### [STATED GOAL]
Emit only the lines from the line containing "Would you be able to point to the soccer" through the last line of the entries, unchanged.

Raw records:
_ _ _ _ _

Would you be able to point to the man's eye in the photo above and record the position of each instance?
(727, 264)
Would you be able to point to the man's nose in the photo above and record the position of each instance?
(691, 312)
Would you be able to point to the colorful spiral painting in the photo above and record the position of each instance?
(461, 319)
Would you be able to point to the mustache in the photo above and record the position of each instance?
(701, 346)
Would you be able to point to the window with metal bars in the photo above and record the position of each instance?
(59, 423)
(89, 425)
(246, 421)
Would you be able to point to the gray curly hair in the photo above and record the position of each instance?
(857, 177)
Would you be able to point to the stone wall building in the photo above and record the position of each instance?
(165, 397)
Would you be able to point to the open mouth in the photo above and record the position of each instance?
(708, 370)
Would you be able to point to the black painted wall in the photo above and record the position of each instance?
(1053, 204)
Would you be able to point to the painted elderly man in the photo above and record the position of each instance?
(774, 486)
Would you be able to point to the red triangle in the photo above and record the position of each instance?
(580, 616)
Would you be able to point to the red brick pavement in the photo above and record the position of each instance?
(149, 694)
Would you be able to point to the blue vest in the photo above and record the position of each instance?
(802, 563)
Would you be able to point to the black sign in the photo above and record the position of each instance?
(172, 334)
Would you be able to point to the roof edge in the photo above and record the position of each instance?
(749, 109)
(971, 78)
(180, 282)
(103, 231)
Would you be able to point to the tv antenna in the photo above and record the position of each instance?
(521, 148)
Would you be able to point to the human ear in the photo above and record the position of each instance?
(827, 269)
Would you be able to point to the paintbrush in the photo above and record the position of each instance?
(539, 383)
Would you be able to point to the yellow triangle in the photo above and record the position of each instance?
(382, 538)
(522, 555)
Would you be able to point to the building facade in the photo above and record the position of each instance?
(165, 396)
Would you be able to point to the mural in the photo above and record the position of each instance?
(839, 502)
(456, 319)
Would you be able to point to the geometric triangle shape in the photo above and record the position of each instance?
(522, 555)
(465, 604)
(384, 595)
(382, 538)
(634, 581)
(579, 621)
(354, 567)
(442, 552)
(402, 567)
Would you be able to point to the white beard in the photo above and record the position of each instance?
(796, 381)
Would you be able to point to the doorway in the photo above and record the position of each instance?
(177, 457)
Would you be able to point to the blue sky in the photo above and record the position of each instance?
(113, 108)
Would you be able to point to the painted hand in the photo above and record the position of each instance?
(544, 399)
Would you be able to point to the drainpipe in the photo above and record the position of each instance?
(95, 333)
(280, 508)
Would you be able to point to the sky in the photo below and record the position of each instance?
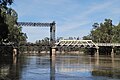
(74, 18)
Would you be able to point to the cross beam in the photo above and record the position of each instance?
(34, 24)
(38, 24)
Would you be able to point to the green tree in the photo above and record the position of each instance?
(8, 24)
(102, 33)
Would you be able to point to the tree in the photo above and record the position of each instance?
(8, 24)
(102, 33)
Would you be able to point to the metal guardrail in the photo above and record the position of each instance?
(108, 44)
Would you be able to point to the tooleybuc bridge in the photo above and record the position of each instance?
(68, 43)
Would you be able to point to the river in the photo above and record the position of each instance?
(61, 67)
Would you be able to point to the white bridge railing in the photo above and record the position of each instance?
(84, 43)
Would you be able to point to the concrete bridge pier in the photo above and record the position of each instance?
(52, 52)
(112, 52)
(97, 52)
(14, 55)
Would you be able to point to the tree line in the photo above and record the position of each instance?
(105, 32)
(9, 30)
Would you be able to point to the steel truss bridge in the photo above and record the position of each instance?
(84, 43)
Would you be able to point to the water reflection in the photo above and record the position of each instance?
(60, 68)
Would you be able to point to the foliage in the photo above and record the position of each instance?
(104, 32)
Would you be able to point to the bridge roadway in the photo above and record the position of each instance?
(85, 43)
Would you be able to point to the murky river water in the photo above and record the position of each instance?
(61, 68)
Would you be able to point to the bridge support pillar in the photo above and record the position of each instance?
(14, 56)
(112, 52)
(52, 51)
(97, 52)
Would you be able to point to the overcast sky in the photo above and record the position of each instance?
(74, 18)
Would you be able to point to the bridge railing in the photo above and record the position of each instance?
(108, 44)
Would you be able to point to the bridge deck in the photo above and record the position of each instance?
(84, 43)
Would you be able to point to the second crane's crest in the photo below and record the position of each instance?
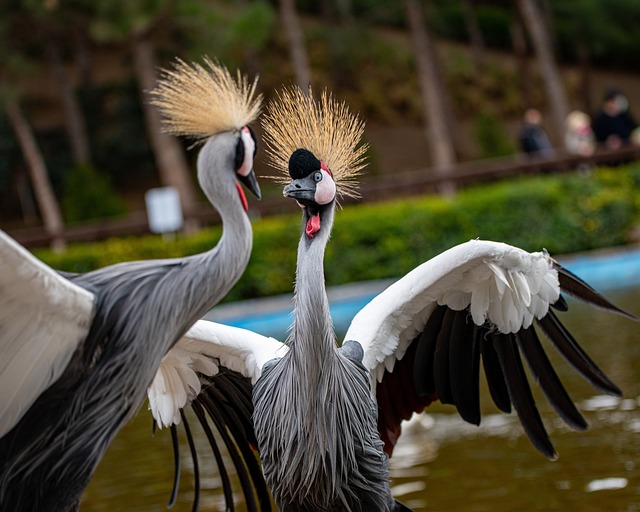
(198, 101)
(326, 127)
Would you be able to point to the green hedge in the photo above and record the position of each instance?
(563, 214)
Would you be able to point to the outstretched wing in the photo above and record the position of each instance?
(213, 368)
(425, 336)
(43, 319)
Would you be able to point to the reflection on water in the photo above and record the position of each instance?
(444, 464)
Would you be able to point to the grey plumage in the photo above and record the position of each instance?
(314, 416)
(141, 310)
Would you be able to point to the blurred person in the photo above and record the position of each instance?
(578, 135)
(533, 139)
(613, 125)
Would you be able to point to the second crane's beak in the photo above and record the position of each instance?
(251, 183)
(303, 190)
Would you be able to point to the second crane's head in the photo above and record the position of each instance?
(316, 147)
(211, 106)
(312, 187)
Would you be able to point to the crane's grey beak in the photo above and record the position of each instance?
(301, 190)
(251, 183)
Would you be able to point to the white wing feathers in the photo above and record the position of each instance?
(501, 283)
(204, 349)
(43, 319)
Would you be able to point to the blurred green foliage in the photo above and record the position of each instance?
(89, 195)
(492, 137)
(563, 214)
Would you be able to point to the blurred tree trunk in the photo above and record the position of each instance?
(475, 34)
(437, 129)
(533, 18)
(295, 38)
(168, 152)
(49, 208)
(519, 42)
(585, 77)
(73, 117)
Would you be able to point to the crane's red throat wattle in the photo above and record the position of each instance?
(243, 198)
(313, 225)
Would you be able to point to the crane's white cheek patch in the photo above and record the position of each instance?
(313, 226)
(325, 190)
(249, 150)
(243, 198)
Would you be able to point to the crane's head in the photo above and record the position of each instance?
(317, 145)
(215, 108)
(312, 187)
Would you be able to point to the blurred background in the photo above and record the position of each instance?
(440, 84)
(484, 119)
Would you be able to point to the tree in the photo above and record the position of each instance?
(134, 23)
(533, 18)
(437, 128)
(49, 208)
(295, 38)
(475, 34)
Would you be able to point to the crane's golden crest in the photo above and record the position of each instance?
(198, 101)
(326, 128)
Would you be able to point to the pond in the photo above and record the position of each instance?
(444, 464)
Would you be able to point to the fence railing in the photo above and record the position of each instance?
(373, 188)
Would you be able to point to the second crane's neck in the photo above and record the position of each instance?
(312, 334)
(226, 262)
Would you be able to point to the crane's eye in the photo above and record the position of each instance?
(239, 156)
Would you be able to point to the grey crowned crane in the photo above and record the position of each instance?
(78, 351)
(325, 418)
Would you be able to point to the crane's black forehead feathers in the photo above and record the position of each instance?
(302, 163)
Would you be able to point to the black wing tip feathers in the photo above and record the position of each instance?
(573, 285)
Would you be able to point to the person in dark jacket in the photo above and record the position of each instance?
(533, 139)
(613, 125)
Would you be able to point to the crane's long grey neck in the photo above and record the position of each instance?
(220, 268)
(312, 334)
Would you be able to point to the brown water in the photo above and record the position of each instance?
(443, 464)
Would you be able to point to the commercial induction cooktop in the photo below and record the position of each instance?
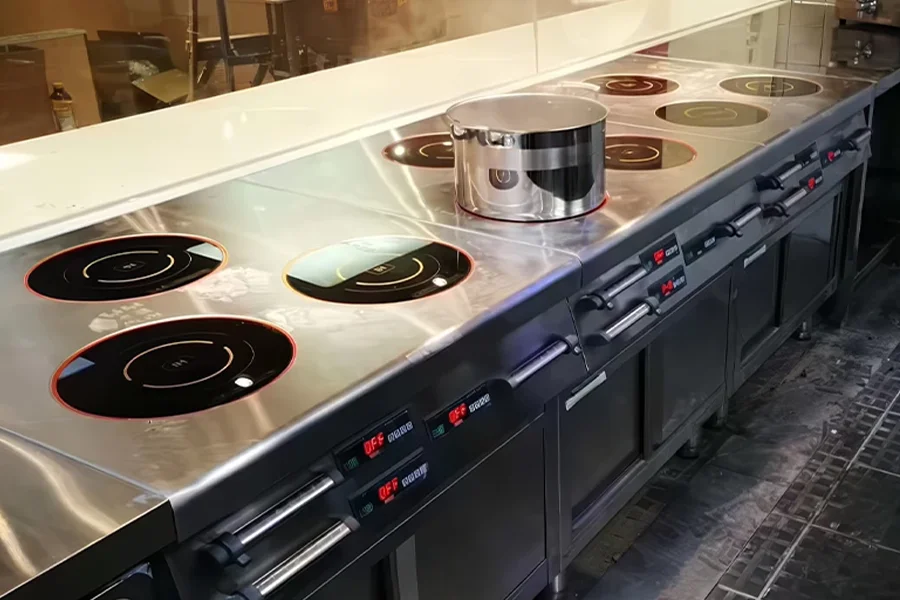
(300, 302)
(728, 101)
(646, 168)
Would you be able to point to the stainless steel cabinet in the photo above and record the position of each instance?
(808, 259)
(485, 536)
(782, 281)
(756, 298)
(686, 365)
(601, 434)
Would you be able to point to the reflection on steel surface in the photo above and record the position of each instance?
(53, 507)
(339, 346)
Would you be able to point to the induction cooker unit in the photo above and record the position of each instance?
(664, 238)
(223, 396)
(755, 105)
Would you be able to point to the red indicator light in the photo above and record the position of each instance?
(668, 287)
(458, 414)
(386, 492)
(373, 445)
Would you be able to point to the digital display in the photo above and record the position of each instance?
(700, 245)
(660, 254)
(389, 488)
(832, 155)
(459, 412)
(374, 442)
(814, 180)
(806, 157)
(668, 285)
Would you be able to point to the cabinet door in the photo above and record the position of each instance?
(686, 364)
(486, 534)
(756, 305)
(600, 436)
(808, 262)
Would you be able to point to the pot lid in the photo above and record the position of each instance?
(526, 113)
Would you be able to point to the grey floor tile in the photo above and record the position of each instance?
(756, 563)
(845, 434)
(808, 491)
(882, 451)
(865, 505)
(827, 566)
(693, 541)
(720, 593)
(776, 461)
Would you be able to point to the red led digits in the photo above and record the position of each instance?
(458, 414)
(386, 492)
(373, 445)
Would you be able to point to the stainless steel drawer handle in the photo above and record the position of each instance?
(745, 218)
(794, 198)
(733, 228)
(646, 307)
(781, 207)
(581, 394)
(858, 139)
(230, 548)
(269, 583)
(779, 179)
(604, 299)
(543, 359)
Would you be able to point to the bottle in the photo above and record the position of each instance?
(63, 107)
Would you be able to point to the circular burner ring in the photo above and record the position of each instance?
(427, 150)
(158, 370)
(632, 85)
(125, 267)
(712, 113)
(770, 86)
(378, 270)
(644, 153)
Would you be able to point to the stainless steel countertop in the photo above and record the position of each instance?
(340, 347)
(53, 507)
(358, 173)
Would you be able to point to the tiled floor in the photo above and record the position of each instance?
(797, 498)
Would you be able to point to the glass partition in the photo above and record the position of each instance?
(118, 58)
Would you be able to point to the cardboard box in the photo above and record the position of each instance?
(25, 110)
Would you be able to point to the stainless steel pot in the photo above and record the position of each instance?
(533, 156)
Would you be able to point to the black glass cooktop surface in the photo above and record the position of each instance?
(125, 267)
(632, 85)
(643, 153)
(433, 150)
(174, 367)
(378, 270)
(712, 113)
(770, 86)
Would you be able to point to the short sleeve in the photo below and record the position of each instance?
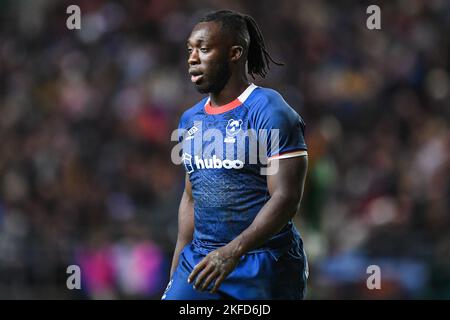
(281, 127)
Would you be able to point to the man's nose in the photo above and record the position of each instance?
(193, 57)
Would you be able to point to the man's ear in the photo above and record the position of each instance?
(236, 53)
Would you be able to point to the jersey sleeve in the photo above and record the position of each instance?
(281, 127)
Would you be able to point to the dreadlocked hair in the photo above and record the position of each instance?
(246, 31)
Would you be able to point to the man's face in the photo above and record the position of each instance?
(208, 57)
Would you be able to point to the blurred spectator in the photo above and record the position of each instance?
(85, 125)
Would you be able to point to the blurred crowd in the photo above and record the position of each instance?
(86, 176)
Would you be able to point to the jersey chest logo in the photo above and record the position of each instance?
(232, 129)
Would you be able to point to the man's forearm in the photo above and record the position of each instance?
(275, 214)
(181, 243)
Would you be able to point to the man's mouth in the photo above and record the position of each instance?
(196, 76)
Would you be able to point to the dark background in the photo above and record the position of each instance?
(86, 176)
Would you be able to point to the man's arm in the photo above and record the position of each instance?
(286, 190)
(185, 223)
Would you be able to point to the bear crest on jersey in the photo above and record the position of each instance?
(233, 128)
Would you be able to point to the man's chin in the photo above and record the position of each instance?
(202, 89)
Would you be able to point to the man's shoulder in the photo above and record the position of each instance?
(268, 102)
(263, 96)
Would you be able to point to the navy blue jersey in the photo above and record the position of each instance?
(228, 186)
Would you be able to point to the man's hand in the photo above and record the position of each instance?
(218, 264)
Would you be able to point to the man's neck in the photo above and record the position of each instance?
(232, 90)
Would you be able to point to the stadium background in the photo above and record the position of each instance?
(86, 176)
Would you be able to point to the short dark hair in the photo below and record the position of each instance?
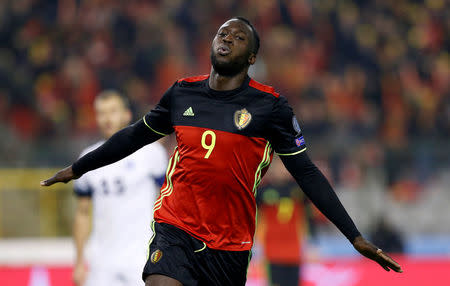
(255, 34)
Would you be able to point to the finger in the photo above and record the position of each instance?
(49, 182)
(391, 263)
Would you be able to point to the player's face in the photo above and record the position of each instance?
(111, 115)
(231, 49)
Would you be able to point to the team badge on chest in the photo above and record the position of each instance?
(242, 118)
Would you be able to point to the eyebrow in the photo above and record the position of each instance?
(240, 30)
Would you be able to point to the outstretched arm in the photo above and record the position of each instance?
(316, 187)
(120, 145)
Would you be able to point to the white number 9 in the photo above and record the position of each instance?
(209, 147)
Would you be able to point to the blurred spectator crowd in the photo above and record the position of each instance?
(369, 80)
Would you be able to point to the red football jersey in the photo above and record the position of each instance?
(225, 143)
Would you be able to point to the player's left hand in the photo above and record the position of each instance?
(63, 176)
(370, 251)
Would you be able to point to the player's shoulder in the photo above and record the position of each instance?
(264, 89)
(192, 81)
(91, 147)
(152, 148)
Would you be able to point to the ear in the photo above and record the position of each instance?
(252, 59)
(129, 116)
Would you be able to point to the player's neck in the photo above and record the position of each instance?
(222, 83)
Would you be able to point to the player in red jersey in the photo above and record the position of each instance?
(227, 128)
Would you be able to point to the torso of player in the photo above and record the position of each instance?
(222, 154)
(123, 195)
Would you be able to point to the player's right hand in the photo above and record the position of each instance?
(79, 274)
(63, 176)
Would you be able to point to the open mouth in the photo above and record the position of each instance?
(224, 50)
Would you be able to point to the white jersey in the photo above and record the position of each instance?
(123, 195)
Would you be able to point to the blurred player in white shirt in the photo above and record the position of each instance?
(122, 197)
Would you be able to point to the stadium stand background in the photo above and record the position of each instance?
(369, 81)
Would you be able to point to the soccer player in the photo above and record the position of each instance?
(122, 195)
(227, 127)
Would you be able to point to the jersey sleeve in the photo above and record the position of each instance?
(159, 118)
(285, 133)
(82, 187)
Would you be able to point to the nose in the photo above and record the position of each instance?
(228, 38)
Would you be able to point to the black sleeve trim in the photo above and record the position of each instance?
(120, 145)
(319, 191)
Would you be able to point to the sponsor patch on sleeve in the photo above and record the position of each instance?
(300, 141)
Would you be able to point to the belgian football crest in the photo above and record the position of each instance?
(156, 256)
(242, 118)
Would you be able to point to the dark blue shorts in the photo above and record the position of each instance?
(176, 254)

_ _ _ _ _

### [RESPONSE TO THE TASK]
Would you be able to point to the soccer player in the photo above and record the position of each instance?
(122, 195)
(227, 127)
Would you be able to point to the jersey sleeve in the photo above and record the position of each instance?
(159, 118)
(285, 133)
(82, 187)
Would you be able to point to the nose in the photo above and record the position of each instance?
(228, 38)
Would you be able to point to the black sleeve trim in the photo above and record the position of each instance?
(120, 145)
(319, 191)
Would you be able to point to the sponsor patch on sleeve in the photo above and record the position of each instance?
(300, 141)
Would you be able to point to the belgian football crest in the photo above and record the position of each instance?
(156, 256)
(242, 118)
Would you be able to point to the dark blue shorts in the photo above and record the position of each instance?
(176, 254)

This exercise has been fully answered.